TASK INSTRUCTIONS:
Restate the data word for word. Leave the pictures out.

RECORDED INFORMATION:
# # #

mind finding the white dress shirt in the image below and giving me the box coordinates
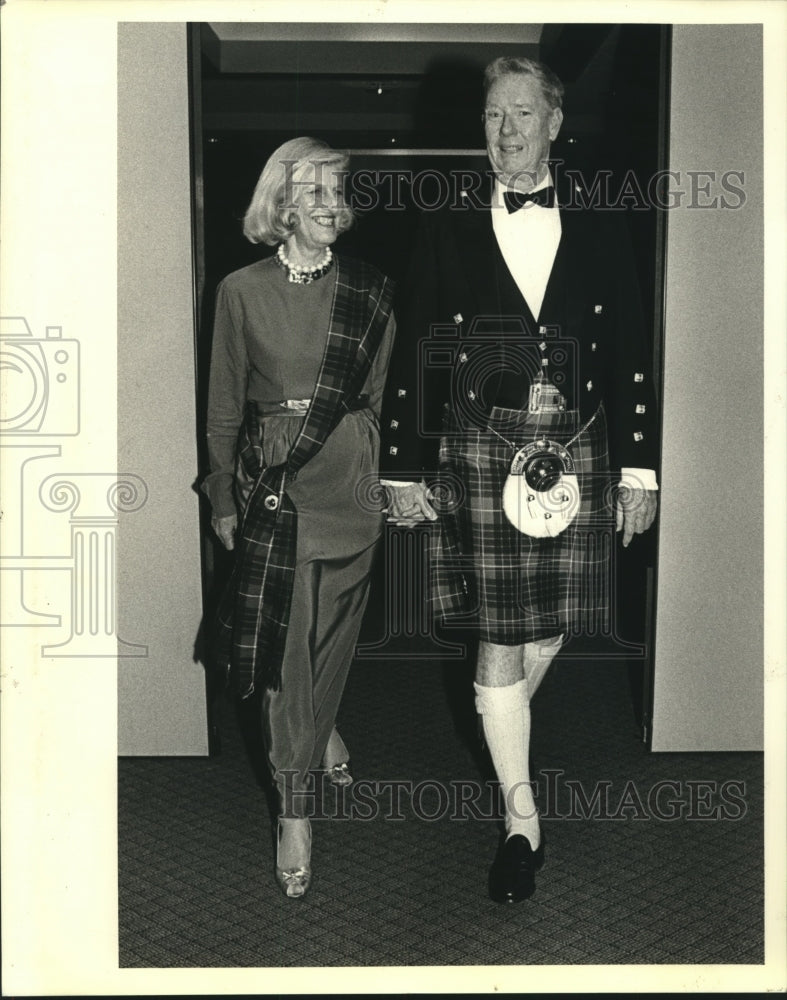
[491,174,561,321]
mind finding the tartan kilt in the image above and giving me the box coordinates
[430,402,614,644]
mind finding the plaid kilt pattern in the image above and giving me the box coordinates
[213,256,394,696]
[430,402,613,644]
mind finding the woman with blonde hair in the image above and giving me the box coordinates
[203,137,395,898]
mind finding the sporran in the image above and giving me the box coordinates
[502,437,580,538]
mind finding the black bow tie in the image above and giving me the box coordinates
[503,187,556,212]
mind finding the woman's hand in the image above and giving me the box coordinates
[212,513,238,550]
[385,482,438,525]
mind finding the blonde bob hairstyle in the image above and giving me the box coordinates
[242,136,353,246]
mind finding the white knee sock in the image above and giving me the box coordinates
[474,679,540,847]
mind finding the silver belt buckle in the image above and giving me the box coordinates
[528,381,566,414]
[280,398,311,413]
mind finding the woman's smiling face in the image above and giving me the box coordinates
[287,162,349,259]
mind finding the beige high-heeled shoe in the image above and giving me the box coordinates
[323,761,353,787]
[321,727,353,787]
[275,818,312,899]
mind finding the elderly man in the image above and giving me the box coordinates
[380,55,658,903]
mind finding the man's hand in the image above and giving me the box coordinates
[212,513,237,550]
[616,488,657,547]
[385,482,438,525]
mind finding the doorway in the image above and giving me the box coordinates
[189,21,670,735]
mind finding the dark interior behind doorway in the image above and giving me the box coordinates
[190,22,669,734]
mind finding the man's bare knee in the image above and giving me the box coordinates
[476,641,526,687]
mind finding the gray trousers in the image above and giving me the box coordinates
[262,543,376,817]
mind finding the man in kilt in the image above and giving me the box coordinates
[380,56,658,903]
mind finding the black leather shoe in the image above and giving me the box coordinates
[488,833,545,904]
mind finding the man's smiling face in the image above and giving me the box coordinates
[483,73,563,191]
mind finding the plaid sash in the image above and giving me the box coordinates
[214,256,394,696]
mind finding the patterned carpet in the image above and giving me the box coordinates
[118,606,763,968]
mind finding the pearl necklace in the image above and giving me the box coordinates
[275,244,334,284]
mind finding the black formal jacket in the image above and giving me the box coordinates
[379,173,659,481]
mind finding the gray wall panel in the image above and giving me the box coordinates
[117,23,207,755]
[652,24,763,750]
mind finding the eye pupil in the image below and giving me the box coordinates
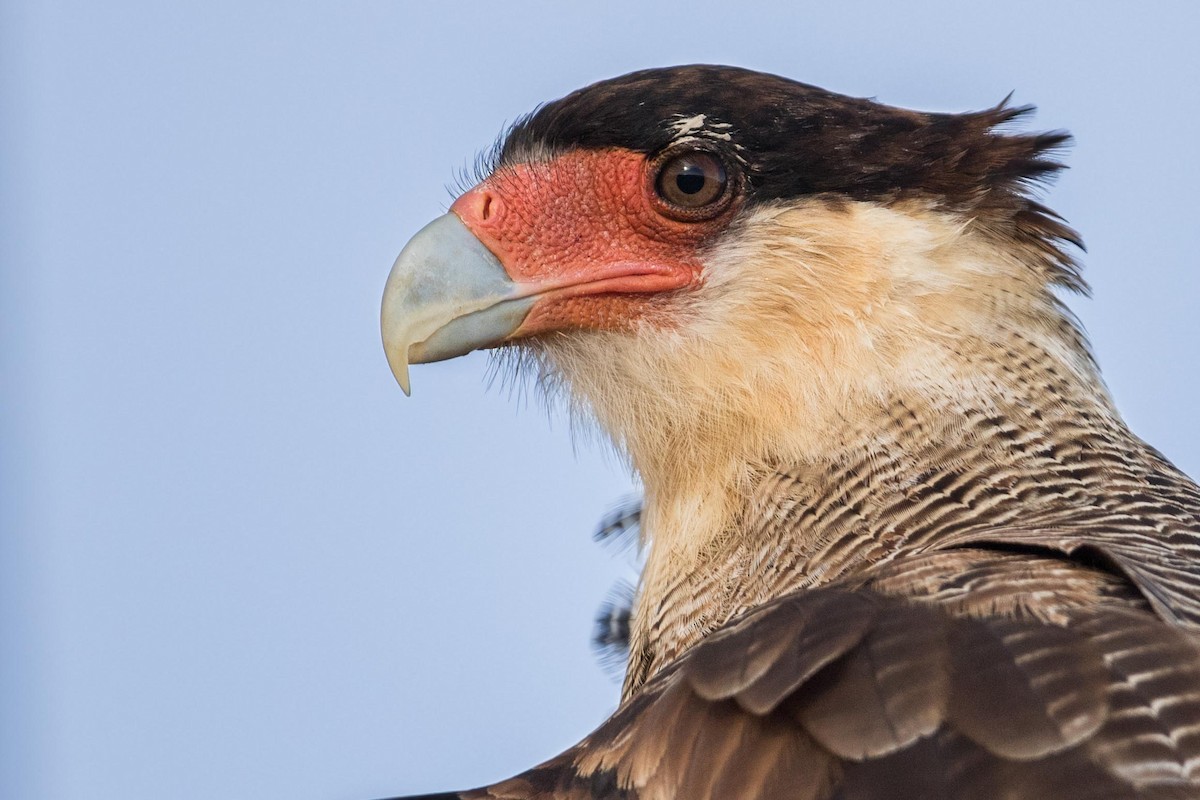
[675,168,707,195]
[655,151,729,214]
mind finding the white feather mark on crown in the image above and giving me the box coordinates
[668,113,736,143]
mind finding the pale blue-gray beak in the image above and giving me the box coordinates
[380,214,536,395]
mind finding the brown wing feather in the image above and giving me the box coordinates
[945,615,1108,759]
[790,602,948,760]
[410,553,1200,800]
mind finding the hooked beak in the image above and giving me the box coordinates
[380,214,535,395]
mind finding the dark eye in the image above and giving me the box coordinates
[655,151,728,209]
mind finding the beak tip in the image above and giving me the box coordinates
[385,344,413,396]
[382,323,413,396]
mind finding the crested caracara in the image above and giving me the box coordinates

# # #

ANSWER TO THE EXERCISE:
mind finding the white dress shirt in the image below and giving me the box coordinates
[491,174,561,321]
mind finding the tartan kilt in the image above and giving me the box coordinates
[430,402,614,644]
mind finding the plaid kilt pattern in the image above and giving me the box coordinates
[213,256,394,696]
[430,402,613,644]
mind finding the woman with blonde hair in the image above and giving me the box coordinates
[203,137,395,898]
mind finding the sporran in the image above and giving me the box coordinates
[502,437,580,538]
mind finding the black bow tie in the image above and giving me the box coordinates
[503,187,556,212]
mind finding the woman's hand in the image above and giving me the box coordinates
[212,513,238,550]
[385,482,438,525]
mind finding the blonde bob hairstyle in the image above and giving me the box coordinates
[242,136,353,246]
mind finding the white knee sock in the image above and giving me the box coordinates
[474,679,540,847]
mind finding the silver belt buckle in the image above and giving me the box coordinates
[528,381,566,414]
[280,398,311,413]
mind finding the woman's smiling face in the image above and giving me the box coordinates
[287,162,349,259]
mind finding the beige high-heeled shoe in the image above and giving me the box coordinates
[323,761,353,787]
[321,727,353,787]
[275,818,312,899]
mind finding the elderly man in the image above and giving me the box coordinates
[380,55,658,903]
mind finding the man's hand in the image above and giving me the box coordinates
[212,513,237,550]
[616,488,657,547]
[385,482,438,525]
mind finding the doorway in the image above and giving me the box coordinates
[189,21,670,735]
mind finding the dark interior behind doorway in the image above and giving me the box coordinates
[190,22,669,734]
mind finding the man's bare knee in the image above and giving me the box coordinates
[476,641,526,687]
mind finding the gray trousers in the image above and giving me the box coordinates
[262,543,376,817]
mind finding the man in kilt in the image above and giving me the box coordinates
[380,56,658,903]
mind finding the black leather shoe in the image above and giving me the box coordinates
[488,833,545,904]
mind finding the man's smiling face in the image above and giving me the box coordinates
[483,73,563,191]
mind finding the plaid sash in the image above and giving me the box coordinates
[214,256,394,696]
mind finding the patterned carpet in the image above and giving me the box coordinates
[118,606,763,968]
mind finding the pearl necklace in the image above and giving me the box coordinates
[275,244,334,284]
mind finding the black formal jacket in the image above and giving me the box coordinates
[379,173,659,481]
mind finding the gray wall panel in the image above and giving me the box coordinates
[117,23,207,755]
[652,24,763,750]
mind finding the eye pupil in the image below and giving me the box coordinates
[675,168,707,195]
[655,151,729,214]
mind finding the white feather mark on crown in the image above and giving me the box coordinates
[668,113,736,143]
mind finding the pale blue-gray beak in the image above and giving me the box coordinates
[380,214,536,395]
mind finding the brown wing feather in the image above and giving me the box coordinates
[945,615,1108,759]
[790,602,948,760]
[410,553,1200,800]
mind finding the hooked beak in the image above and giving me the box coordinates
[380,214,535,395]
mind finding the dark eye in the image above and giving me the box coordinates
[655,151,728,209]
mind finding the beak tip in the image above and giving me the box coordinates
[385,344,413,396]
[382,323,413,396]
mind finding the crested caracara in the image above and giving me the box coordinates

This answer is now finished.